Assignment
Beginning with the line containing "Task: set a dot on every instance of the ice chunk" and ending with the last line of the entries below, copy each line exactly and nothing else.

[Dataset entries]
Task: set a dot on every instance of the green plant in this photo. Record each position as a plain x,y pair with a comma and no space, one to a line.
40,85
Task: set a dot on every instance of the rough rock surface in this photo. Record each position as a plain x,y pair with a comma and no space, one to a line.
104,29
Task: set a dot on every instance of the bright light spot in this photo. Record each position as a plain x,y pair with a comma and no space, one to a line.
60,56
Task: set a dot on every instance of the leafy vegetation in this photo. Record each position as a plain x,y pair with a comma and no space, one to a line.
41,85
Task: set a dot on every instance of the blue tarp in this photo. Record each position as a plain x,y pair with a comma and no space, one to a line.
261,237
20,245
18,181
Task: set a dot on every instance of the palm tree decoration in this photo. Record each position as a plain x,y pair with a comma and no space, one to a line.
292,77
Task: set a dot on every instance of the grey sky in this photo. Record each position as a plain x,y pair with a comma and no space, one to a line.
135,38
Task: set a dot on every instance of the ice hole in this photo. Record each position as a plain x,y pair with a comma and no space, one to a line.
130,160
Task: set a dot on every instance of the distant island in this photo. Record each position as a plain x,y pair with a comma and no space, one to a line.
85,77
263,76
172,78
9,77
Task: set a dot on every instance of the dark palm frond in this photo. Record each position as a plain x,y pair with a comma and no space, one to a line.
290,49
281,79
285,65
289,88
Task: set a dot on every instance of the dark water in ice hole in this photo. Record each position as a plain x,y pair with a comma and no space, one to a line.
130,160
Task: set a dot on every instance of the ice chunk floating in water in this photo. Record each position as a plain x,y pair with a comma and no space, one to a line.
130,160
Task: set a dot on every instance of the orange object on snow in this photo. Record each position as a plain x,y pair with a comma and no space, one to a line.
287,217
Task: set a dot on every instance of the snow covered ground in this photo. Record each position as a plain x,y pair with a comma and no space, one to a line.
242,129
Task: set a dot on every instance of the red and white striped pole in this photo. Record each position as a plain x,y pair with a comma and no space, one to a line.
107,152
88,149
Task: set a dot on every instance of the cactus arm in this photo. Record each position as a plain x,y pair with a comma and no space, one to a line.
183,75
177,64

Task response
Task: set a dot on every instance of the ice chunk floating in water in this photo. Record each position as a plain x,y pair with a comma and no space, one to a line.
130,160
Task: set a dot on every instance of the orange object on snow in this photo. Record each position as a plain x,y pair with a comma and no space, one to a line.
287,217
Task: set a dot on every instance of the snow covered ground in this photo. Record each position as a plain x,y pair with a comma and no space, one to a line.
242,129
Task: set a dot on every instance of the red and white striped pole in this photo. Record each position as a plain x,y pair with a comma and no space, one to a line.
107,152
88,149
Task: set a dot on every instance of the cactus arm in this photo. Record each position as a plain x,y pair with a comma and no space, one to a line.
183,75
177,64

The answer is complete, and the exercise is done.